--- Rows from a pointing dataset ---
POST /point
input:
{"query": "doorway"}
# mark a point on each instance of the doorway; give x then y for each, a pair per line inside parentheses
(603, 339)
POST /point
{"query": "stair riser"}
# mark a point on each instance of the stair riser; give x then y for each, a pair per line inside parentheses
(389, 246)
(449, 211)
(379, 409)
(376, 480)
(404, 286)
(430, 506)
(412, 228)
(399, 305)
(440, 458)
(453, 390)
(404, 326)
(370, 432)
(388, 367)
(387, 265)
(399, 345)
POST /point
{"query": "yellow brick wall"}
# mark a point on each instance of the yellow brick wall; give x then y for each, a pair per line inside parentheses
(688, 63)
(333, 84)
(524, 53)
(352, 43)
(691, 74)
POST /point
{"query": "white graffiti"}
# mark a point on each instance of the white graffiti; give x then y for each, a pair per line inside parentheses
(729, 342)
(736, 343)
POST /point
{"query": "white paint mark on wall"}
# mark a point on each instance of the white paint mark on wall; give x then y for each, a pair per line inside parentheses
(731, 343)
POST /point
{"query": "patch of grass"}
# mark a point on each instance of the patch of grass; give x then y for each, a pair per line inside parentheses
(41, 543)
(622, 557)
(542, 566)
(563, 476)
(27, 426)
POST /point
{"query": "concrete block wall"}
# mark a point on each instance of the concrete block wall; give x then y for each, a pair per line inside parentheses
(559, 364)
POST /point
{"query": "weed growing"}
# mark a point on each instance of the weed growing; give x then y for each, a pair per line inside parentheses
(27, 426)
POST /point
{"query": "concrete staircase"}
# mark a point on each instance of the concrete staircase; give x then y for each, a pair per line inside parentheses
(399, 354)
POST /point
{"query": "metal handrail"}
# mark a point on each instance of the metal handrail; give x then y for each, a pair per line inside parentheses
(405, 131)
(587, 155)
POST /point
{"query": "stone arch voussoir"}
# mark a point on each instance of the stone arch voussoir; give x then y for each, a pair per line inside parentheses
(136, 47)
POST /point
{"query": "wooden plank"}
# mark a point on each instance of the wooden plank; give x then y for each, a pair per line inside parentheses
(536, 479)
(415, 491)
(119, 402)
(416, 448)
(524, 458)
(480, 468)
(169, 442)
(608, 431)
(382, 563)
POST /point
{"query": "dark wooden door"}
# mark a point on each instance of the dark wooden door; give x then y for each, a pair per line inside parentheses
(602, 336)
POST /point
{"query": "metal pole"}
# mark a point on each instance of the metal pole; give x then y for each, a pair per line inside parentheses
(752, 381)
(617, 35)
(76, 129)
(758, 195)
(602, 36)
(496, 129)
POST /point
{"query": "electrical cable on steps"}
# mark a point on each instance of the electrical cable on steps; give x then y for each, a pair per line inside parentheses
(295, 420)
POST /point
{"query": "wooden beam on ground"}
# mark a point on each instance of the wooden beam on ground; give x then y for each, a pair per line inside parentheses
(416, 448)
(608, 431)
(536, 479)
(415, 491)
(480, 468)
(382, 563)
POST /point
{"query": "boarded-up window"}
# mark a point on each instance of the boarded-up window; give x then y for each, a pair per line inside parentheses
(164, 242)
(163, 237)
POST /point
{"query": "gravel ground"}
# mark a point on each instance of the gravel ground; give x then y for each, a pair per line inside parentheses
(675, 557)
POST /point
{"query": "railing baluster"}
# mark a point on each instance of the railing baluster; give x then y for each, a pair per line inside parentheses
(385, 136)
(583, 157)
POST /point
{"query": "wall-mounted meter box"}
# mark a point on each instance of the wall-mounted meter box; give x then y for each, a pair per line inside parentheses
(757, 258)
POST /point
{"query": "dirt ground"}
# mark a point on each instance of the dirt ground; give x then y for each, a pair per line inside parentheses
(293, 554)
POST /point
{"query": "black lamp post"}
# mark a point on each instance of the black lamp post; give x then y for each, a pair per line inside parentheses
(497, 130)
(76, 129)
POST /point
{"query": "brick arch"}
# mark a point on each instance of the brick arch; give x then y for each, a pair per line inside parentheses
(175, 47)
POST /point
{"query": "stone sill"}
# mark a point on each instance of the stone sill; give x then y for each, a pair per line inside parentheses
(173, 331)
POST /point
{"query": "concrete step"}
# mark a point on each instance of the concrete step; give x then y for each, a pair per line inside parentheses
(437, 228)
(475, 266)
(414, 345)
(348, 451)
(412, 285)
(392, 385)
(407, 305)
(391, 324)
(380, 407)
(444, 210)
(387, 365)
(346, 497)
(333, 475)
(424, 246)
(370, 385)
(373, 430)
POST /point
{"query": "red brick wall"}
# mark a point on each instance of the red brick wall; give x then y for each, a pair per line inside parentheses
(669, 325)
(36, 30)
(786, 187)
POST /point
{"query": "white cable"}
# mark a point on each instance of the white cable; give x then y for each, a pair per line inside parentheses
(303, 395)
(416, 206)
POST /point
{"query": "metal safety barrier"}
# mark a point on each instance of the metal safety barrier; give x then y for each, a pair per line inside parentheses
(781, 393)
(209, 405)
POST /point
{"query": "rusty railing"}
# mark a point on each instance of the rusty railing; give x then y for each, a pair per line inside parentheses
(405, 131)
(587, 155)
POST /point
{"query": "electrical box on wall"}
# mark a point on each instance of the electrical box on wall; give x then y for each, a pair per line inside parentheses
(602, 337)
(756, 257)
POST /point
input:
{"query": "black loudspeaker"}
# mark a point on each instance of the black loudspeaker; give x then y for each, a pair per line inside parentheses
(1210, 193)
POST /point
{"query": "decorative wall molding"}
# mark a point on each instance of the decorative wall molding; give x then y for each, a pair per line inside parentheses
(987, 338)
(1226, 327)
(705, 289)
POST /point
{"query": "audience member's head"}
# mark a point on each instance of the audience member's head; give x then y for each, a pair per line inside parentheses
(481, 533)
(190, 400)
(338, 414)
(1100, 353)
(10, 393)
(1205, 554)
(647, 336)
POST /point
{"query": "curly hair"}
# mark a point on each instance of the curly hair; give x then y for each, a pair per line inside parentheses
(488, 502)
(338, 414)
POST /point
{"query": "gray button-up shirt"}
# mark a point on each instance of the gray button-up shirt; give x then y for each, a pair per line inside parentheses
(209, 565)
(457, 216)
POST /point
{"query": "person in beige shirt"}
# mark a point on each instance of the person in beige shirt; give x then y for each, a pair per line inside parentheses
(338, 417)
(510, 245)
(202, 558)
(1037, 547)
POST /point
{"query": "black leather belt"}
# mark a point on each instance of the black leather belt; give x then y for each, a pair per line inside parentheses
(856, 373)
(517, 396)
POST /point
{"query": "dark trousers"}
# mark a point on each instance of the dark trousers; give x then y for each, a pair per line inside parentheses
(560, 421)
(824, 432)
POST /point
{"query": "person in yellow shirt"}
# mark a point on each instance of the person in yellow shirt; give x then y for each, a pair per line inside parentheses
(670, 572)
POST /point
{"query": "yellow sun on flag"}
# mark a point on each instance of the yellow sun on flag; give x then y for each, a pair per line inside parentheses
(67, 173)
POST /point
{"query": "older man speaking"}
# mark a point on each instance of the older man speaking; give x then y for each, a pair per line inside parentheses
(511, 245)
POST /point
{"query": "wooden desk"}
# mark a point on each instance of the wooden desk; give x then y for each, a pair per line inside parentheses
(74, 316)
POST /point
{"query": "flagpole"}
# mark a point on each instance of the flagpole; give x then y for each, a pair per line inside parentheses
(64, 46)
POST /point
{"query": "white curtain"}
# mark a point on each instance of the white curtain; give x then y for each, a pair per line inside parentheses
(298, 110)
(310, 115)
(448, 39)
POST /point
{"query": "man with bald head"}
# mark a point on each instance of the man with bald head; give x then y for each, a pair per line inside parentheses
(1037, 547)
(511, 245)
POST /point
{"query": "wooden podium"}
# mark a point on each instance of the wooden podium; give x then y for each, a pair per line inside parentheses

--- Written exercise ---
Output the records above in their entirety, exactly.

--- Finished task ---
POST /point
input:
{"query": "doorway"}
# mark a point on each instance of the doorway; give x then y for each, a pair per line inside parentheses
(603, 339)
POST /point
{"query": "stair riser"}
# mark a point on each instance of the stair riser; give x then y for each, a pair per line inside parentheses
(389, 246)
(449, 211)
(379, 409)
(376, 480)
(404, 286)
(430, 506)
(412, 228)
(399, 305)
(440, 458)
(453, 390)
(404, 326)
(370, 432)
(388, 367)
(387, 265)
(399, 345)
POST /point
{"query": "yellow brick wall"}
# mark a point on each instance of the yellow brick wall; give x then y for each, a pair per line inside parentheses
(688, 63)
(333, 84)
(524, 53)
(352, 43)
(691, 74)
POST /point
{"query": "white graffiti"}
# mark a point on each instance of the white graffiti; give x then y for each, a pair per line inside parentheses
(729, 342)
(736, 343)
POST /point
{"query": "white paint mark on wall"}
# mark a point on each instance of the white paint mark on wall; give x then y for each, a pair per line inside parentheses
(731, 343)
POST /point
{"query": "patch of grass"}
# mark a point on each instance of the patch of grass; give x then y for each, a pair per line inside parentheses
(41, 543)
(622, 557)
(542, 566)
(563, 476)
(27, 426)
POST /point
{"query": "concrete block wall"}
# mark a point on each instance of the concrete block wall; give x then y for each, a pair per line inside parentheses
(559, 364)
POST /point
{"query": "weed growing"}
# mark a point on each instance of the weed growing; give x then y for each, a pair per line inside parentheses
(27, 426)
POST /point
{"query": "concrete staircase"}
# mark a point on each instance of the concrete staircase; give x then y for each, a pair per line inside parentheses
(399, 354)
POST /point
{"query": "metal handrail"}
# mark a point on each instance of the metal handrail; give x then y for each, a pair per line inside parentheses
(405, 131)
(587, 155)
POST /point
{"query": "stone arch voussoir"}
# mark a point on each instance of the stone arch voussoir; give x then y for each, a pair per line inside parentheses
(136, 47)
POST /point
{"query": "wooden plank"}
# mark a point on each instance of the wooden plank; give x then y for each, a pair per line inside parentheses
(536, 479)
(415, 491)
(119, 402)
(416, 448)
(524, 458)
(480, 468)
(169, 442)
(608, 431)
(382, 563)
POST /point
{"query": "dark wooden door"}
# mark a point on each instance of the dark wooden door; give x then y for each, a pair per line inside parentheses
(602, 336)
POST /point
{"query": "metal pole"}
# mark a point on each instance of the metal pole; give x then y for each, a pair per line inside parentheses
(752, 381)
(617, 35)
(76, 129)
(758, 195)
(602, 36)
(496, 129)
POST /point
{"query": "electrical cable on steps"}
# mark a point on each instance of the electrical cable on steps; give x then y for each, a pair per line inside parentheses
(295, 420)
POST /point
{"query": "wooden beam on ground"}
# mark a point on each instance of the wooden beam on ground; give x then y for each, a pair per line inside parentheses
(416, 448)
(608, 431)
(536, 479)
(415, 491)
(480, 468)
(382, 563)
POST /point
{"query": "boarded-up window"}
# mark a point on each instance of the boarded-up window; give x then y for each, a pair per line inside parentheses
(164, 242)
(163, 237)
POST /point
{"query": "gravel ground"}
# mark a point on each instance of the gravel ground; give x then y for each, a pair per line inside parentheses
(675, 557)
POST /point
{"query": "railing baluster"}
# mark a point on each instance of the railing baluster; give x then y for each, a pair per line inside parentheses
(385, 136)
(583, 157)
POST /point
{"query": "wall-mounted meter box"}
# mark a point on each instance of the wall-mounted meter box; give x then y for each, a pair per line inside parentheses
(757, 258)
POST /point
{"query": "dirt ground"}
# mark a point on each instance of the dirt ground; give x then y for each, a pair per line inside parentheses
(293, 554)
POST /point
{"query": "black lamp post"}
# mark a point on each instance of the black lamp post; give x then y for each, a pair per line inside parentheses
(497, 130)
(76, 129)
POST /point
{"query": "brick arch"}
# mark a point on each instance of the brick arch; give x then y for each, a pair per line inside parentheses
(175, 47)
POST /point
{"query": "stone sill"}
# mark a point on each instance of the stone sill; give x then y for each, a pair per line inside parentheses
(173, 331)
POST /point
{"query": "concrete step"}
# mark a point on each instance of the concrete step; give x then y for each, a pair per line inside parentheses
(437, 228)
(475, 266)
(414, 345)
(348, 451)
(412, 285)
(392, 385)
(407, 305)
(391, 324)
(380, 407)
(444, 210)
(387, 365)
(346, 497)
(333, 475)
(424, 246)
(370, 385)
(373, 430)
POST /point
{"query": "red brick wall"}
# mark a point on each instance of the red brick wall; give x then y for each, a pair per line inside parentheses
(669, 325)
(36, 30)
(786, 187)
POST /point
{"query": "white cable"}
# mark a point on each instance of the white cable; give x then y for each, a pair per line inside parentheses
(303, 395)
(416, 206)
POST /point
{"query": "metal safety barrier"}
# mark a point on each instance of the metal safety barrier; give x then y for each, a pair per line inside parentheses
(781, 393)
(209, 405)
POST /point
{"query": "rusty railing"}
# mark a point on each instance of the rusty railing; give x then y for each, a pair per line inside parentheses
(405, 131)
(587, 155)
POST /point
{"query": "electrical box on wall"}
# mark a point on each instance of the electrical box on wall; give x then y for each, a pair per line inside parentheses
(602, 337)
(756, 257)
POST /point
input:
{"query": "black loudspeaker"}
# mark a point on each instance of the black loudspeaker; give x then y for each, a pair per line inside parentheses
(1210, 193)
POST /point
{"query": "decorative wall molding"}
# mark a point on each instance of the decorative wall molding; give x then y for each, a pair per line inside parentheses
(987, 338)
(1226, 327)
(705, 289)
POST /point
{"query": "audience member's head"}
# mark a point on each instance of the audience member's head; give x then y for each, a pair per line inside parentheses
(481, 533)
(190, 400)
(338, 414)
(1100, 353)
(10, 393)
(1205, 554)
(647, 336)
POST /point
{"query": "curly hair"}
# mark a point on each instance of the curly hair; give x then y for each, a pair per line inside parentheses
(488, 502)
(338, 414)
POST /point
{"query": "gray button-up shirt"}
# mark a point on each instance of the gray button-up shirt; give x then y for each, a pair per line inside parentheses
(209, 565)
(457, 216)
POST /point
{"query": "person in beige shirt"}
# mark a point on each instance of the person in beige shirt; give x then y for each, a pair per line inside parentheses
(338, 417)
(510, 245)
(202, 558)
(1037, 547)
POST /point
{"query": "black leather belt"}
# mark a point on each instance of the black leather belt; give x then y for each, a pair per line inside parentheses
(856, 373)
(517, 396)
POST /point
{"query": "dark trousers"}
# mark a point on each instance of the dark trousers; give x then y for each, a pair per line inside parentheses
(560, 421)
(824, 432)
POST /point
{"query": "person in yellow shirt"}
# mark a point on each instance of the person in yellow shirt; give x then y for each, a pair per line inside parentheses
(670, 572)
POST /point
{"query": "yellow sun on flag"}
# mark a point on each instance of the yellow sun on flag; give x then y for each, a pair per line inside parentheses
(67, 173)
POST /point
{"query": "older man speaking"}
# mark a point on each instance of the older man speaking; give x then y for each, a pair per line inside parentheses
(511, 245)
POST /point
{"query": "wooden desk"}
# mark a point on each instance of the wooden desk; give x then y for each, a pair per line inside parentheses
(74, 316)
POST /point
{"query": "flagpole"}
# mark a point on each instance of the flagpole; give x then y for each, a pair per line inside parentheses
(64, 46)
POST /point
{"query": "white curtain"}
# mark a point on each instance of the white curtain; give x then y for each, a pair per line inside parentheses
(298, 110)
(310, 115)
(448, 39)
POST /point
{"query": "man with bald head"}
# mark a point on each instance of the man with bald head; give x then y for each, a pair per line inside parentheses
(1037, 547)
(511, 245)
POST /point
{"query": "wooden podium"}
# mark a point on each instance of the wooden podium; give x then y for each, a pair per line inside parentheses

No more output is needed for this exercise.